● **Work instructions**
Render all of the material below as a JSON list of strings, one string per line, with blank lines dropped. Leave the pictures out.

☆ ☆ ☆ ☆ ☆ ☆ ☆

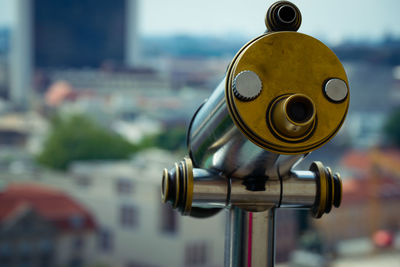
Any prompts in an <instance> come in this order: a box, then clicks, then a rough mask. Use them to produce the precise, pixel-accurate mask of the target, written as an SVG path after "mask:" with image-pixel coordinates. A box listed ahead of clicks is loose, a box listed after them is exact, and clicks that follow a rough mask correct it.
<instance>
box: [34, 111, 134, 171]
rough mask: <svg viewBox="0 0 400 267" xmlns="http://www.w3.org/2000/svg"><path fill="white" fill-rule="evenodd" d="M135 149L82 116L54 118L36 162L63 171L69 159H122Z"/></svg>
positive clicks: (74, 159)
mask: <svg viewBox="0 0 400 267" xmlns="http://www.w3.org/2000/svg"><path fill="white" fill-rule="evenodd" d="M135 151H137V148H136V147H135V146H134V145H133V144H131V143H129V142H128V141H126V140H125V139H123V138H122V137H121V136H119V135H117V134H115V133H112V132H111V131H109V130H107V129H105V128H103V127H101V126H100V125H98V124H96V123H95V122H94V121H92V120H91V119H89V118H87V117H86V116H84V115H73V116H70V117H67V118H60V117H55V118H54V119H53V120H52V130H51V132H50V135H49V137H48V138H47V140H46V141H45V144H44V149H43V151H42V152H41V153H40V154H39V155H38V157H37V160H38V162H39V163H41V164H43V165H46V166H48V167H50V168H54V169H61V170H65V169H66V168H67V167H68V165H69V164H70V163H71V162H72V161H76V160H102V159H123V158H127V157H128V156H129V155H131V154H132V153H134V152H135Z"/></svg>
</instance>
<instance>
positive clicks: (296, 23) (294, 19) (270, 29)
mask: <svg viewBox="0 0 400 267" xmlns="http://www.w3.org/2000/svg"><path fill="white" fill-rule="evenodd" d="M300 24H301V13H300V10H299V9H298V8H297V6H296V5H294V4H293V3H291V2H288V1H279V2H276V3H275V4H273V5H272V6H271V7H270V8H269V9H268V12H267V15H266V17H265V25H266V26H267V29H268V31H271V32H274V31H297V30H298V29H299V28H300Z"/></svg>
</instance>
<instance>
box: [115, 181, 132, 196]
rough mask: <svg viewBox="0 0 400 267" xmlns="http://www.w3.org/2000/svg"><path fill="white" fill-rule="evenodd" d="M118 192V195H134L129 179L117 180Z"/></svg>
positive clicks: (131, 183)
mask: <svg viewBox="0 0 400 267" xmlns="http://www.w3.org/2000/svg"><path fill="white" fill-rule="evenodd" d="M116 190H117V192H118V194H131V193H132V181H130V180H128V179H127V178H117V181H116Z"/></svg>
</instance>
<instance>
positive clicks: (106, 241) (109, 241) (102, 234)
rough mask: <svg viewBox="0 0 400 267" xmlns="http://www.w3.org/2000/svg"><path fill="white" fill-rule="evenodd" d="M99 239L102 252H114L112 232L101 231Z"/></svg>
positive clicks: (103, 230) (99, 248) (100, 232)
mask: <svg viewBox="0 0 400 267" xmlns="http://www.w3.org/2000/svg"><path fill="white" fill-rule="evenodd" d="M98 238H99V239H98V241H99V243H98V246H99V249H100V250H101V251H110V250H112V243H113V236H112V232H111V231H110V230H107V229H101V230H100V232H99V235H98Z"/></svg>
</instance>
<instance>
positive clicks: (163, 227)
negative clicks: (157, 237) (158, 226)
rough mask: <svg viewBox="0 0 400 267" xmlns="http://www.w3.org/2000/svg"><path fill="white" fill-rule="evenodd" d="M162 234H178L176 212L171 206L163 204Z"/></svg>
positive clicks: (162, 215) (161, 217)
mask: <svg viewBox="0 0 400 267" xmlns="http://www.w3.org/2000/svg"><path fill="white" fill-rule="evenodd" d="M160 221H161V232H163V233H169V234H175V233H176V232H177V230H178V229H177V228H178V226H177V221H178V218H177V216H176V211H174V210H173V209H172V208H171V206H170V205H165V204H161V218H160Z"/></svg>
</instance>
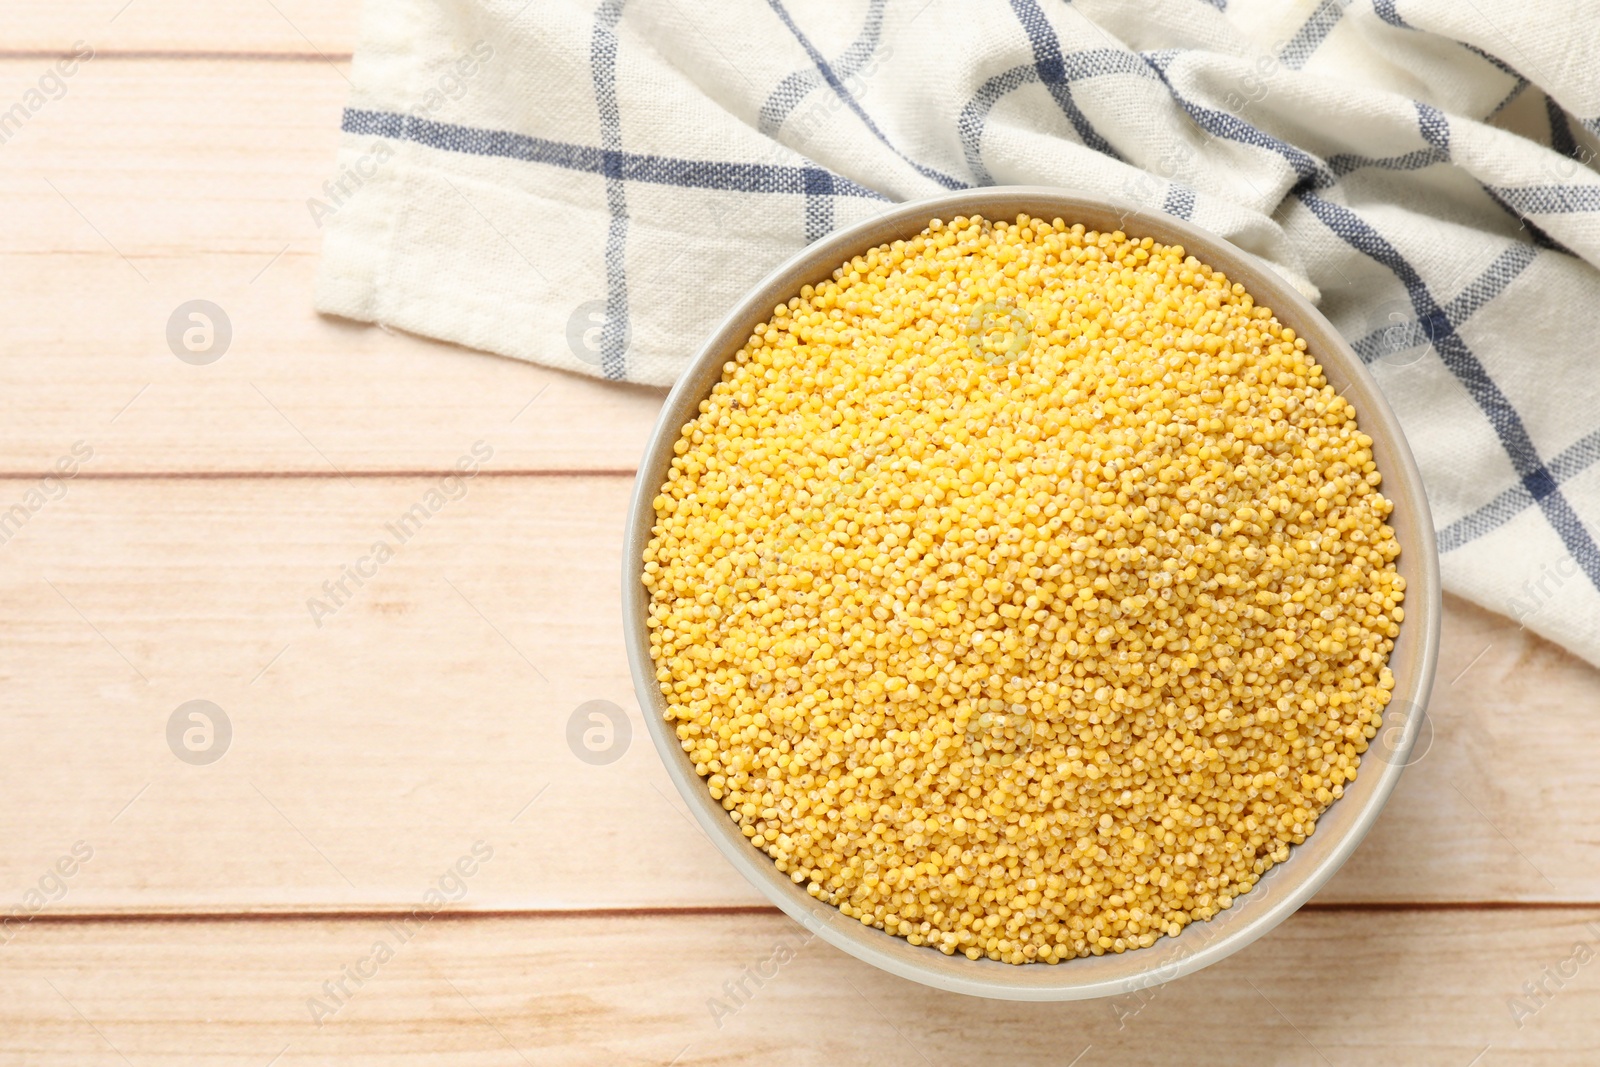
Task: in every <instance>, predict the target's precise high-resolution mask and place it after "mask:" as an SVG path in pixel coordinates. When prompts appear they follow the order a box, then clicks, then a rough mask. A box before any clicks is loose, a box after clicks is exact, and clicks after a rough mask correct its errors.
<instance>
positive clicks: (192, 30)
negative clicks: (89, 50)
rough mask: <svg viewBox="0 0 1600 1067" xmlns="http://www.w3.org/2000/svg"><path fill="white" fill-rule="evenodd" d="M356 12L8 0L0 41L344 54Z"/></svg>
mask: <svg viewBox="0 0 1600 1067" xmlns="http://www.w3.org/2000/svg"><path fill="white" fill-rule="evenodd" d="M360 14H362V5H360V0H270V3H269V2H267V0H256V2H253V3H248V2H246V3H198V2H197V0H131V2H130V0H10V2H8V3H6V10H5V16H3V19H5V22H3V32H5V38H3V40H5V48H6V51H13V53H14V51H59V50H66V48H70V46H72V43H74V42H78V40H86V42H90V43H93V45H94V48H96V50H98V51H102V53H110V54H117V53H125V51H160V53H166V54H171V56H174V58H182V56H186V54H194V53H218V51H222V53H277V54H288V56H306V54H310V56H318V54H330V56H338V54H342V56H349V53H350V51H352V50H354V48H355V35H357V30H358V26H360ZM318 61H320V59H318Z"/></svg>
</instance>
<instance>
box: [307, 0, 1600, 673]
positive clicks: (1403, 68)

☆ ☆ ☆ ☆ ☆ ☆ ☆

● **Result of this task**
[
  "Any prompts in an <instance> come in this order: a box, then clicks, then a rough mask. Use them to produce the precise, pixel-accurate mask of the target, written as an SVG path after \"mask:\" with image-pixel coordinates. A box listed ahead of clicks is loose, a box listed after them is exact, and clicks that follow a rough mask correct it.",
  "<instance>",
  "box: [34, 111, 134, 171]",
  "rough mask: <svg viewBox=\"0 0 400 267\" xmlns=\"http://www.w3.org/2000/svg\"><path fill=\"white\" fill-rule=\"evenodd\" d=\"M135 149L82 116L54 118L36 162L63 171L69 159H122Z\"/></svg>",
  "positive clicks: (74, 159)",
  "mask: <svg viewBox=\"0 0 400 267\" xmlns=\"http://www.w3.org/2000/svg\"><path fill=\"white\" fill-rule=\"evenodd\" d=\"M135 151H137V148H136V147H135V146H134V145H133V144H131V143H129V142H128V141H126V140H125V139H123V138H122V137H121V136H119V135H117V134H115V133H112V132H111V131H109V130H107V129H105V128H103V127H101V126H100V125H98V124H96V123H95V122H94V121H92V120H91V119H89V118H87V117H86V116H84V115H73V116H70V117H67V118H60V117H55V118H54V119H53V120H52V130H51V132H50V135H49V137H48V138H47V140H46V141H45V144H44V149H43V151H42V152H41V153H40V154H39V155H38V157H37V160H38V162H39V163H41V164H43V165H46V166H48V167H50V168H54V169H61V170H65V169H66V168H67V167H68V165H69V164H70V163H71V162H72V161H76V160H102V159H123V158H127V157H128V156H129V155H131V154H132V153H134V152H135Z\"/></svg>",
  "</instance>",
  "<instance>",
  "positive clicks: (296, 23) (294, 19) (270, 29)",
  "mask: <svg viewBox=\"0 0 400 267\" xmlns=\"http://www.w3.org/2000/svg\"><path fill=\"white\" fill-rule=\"evenodd\" d=\"M300 24H301V13H300V10H299V9H298V8H297V6H296V5H294V4H293V3H291V2H288V1H279V2H276V3H275V4H273V5H272V6H271V7H270V8H269V9H268V12H267V15H266V17H265V25H266V26H267V29H268V31H271V32H274V31H297V30H298V29H299V28H300Z\"/></svg>",
  "</instance>",
  "<instance>",
  "box: [115, 181, 132, 196]",
  "rough mask: <svg viewBox=\"0 0 400 267\" xmlns=\"http://www.w3.org/2000/svg\"><path fill=\"white\" fill-rule=\"evenodd\" d=\"M118 192V195H134L129 179L117 180Z\"/></svg>",
  "positive clicks: (131, 183)",
  "mask: <svg viewBox=\"0 0 400 267\" xmlns=\"http://www.w3.org/2000/svg\"><path fill=\"white\" fill-rule=\"evenodd\" d=\"M116 190H117V192H118V194H131V193H132V181H130V180H128V179H127V178H117V181H116Z\"/></svg>",
  "</instance>",
  "<instance>",
  "positive clicks: (106, 241) (109, 241) (102, 234)",
  "rough mask: <svg viewBox=\"0 0 400 267\" xmlns=\"http://www.w3.org/2000/svg\"><path fill=\"white\" fill-rule=\"evenodd\" d=\"M99 239L102 252H114L112 232L101 231Z\"/></svg>",
  "positive clicks: (103, 230) (99, 248) (100, 232)",
  "mask: <svg viewBox=\"0 0 400 267\" xmlns=\"http://www.w3.org/2000/svg\"><path fill=\"white\" fill-rule=\"evenodd\" d=\"M98 238H99V239H98V241H99V243H98V246H99V249H100V250H101V251H110V250H112V243H113V236H112V232H111V231H110V230H107V229H101V230H100V232H99V235H98Z\"/></svg>",
  "</instance>",
  "<instance>",
  "positive clicks: (163, 227)",
  "negative clicks: (157, 237) (158, 226)",
  "rough mask: <svg viewBox=\"0 0 400 267\" xmlns=\"http://www.w3.org/2000/svg\"><path fill=\"white\" fill-rule=\"evenodd\" d=\"M162 234H178L176 212L171 206L163 204Z\"/></svg>",
  "positive clicks: (162, 215) (161, 217)",
  "mask: <svg viewBox=\"0 0 400 267\" xmlns=\"http://www.w3.org/2000/svg\"><path fill=\"white\" fill-rule=\"evenodd\" d=\"M160 221H161V232H163V233H169V234H175V233H176V232H177V230H178V229H177V228H178V226H177V221H178V218H177V216H176V211H174V210H173V209H172V208H171V206H170V205H165V204H161V218H160Z\"/></svg>",
  "</instance>",
  "Task: in every <instance>, predict the target's precise high-resolution mask and place it after \"mask:\" as an SVG path in pixel coordinates. When prompts appear they follow the order a box, then clicks, then a rough mask. A box before any clicks is loose, a box after clicks is exact, and clicks after a rough mask correct its errors.",
  "<instance>",
  "positive clicks: (192, 30)",
  "negative clicks: (89, 50)",
  "rough mask: <svg viewBox=\"0 0 1600 1067\" xmlns=\"http://www.w3.org/2000/svg\"><path fill=\"white\" fill-rule=\"evenodd\" d=\"M356 12L8 0L0 41L344 54Z\"/></svg>",
  "mask: <svg viewBox=\"0 0 1600 1067\" xmlns=\"http://www.w3.org/2000/svg\"><path fill=\"white\" fill-rule=\"evenodd\" d=\"M360 14H362V5H360V0H270V3H269V2H267V0H256V2H253V3H248V2H246V3H198V2H197V0H131V2H130V0H10V2H8V3H6V10H5V16H3V19H5V22H3V32H5V38H3V40H5V48H6V51H13V53H14V51H59V50H66V48H70V46H72V43H74V42H78V40H86V42H90V43H93V45H94V48H96V50H98V51H102V53H110V54H117V53H125V51H160V53H166V54H171V56H174V58H182V56H186V54H194V53H218V51H222V53H277V54H288V56H306V54H310V56H318V54H330V56H338V54H342V56H349V53H350V51H352V50H354V48H355V35H357V30H358V26H360ZM318 61H320V59H318Z\"/></svg>",
  "</instance>",
  "<instance>",
  "box: [307, 0, 1600, 673]",
  "positive clicks: (1403, 68)"
]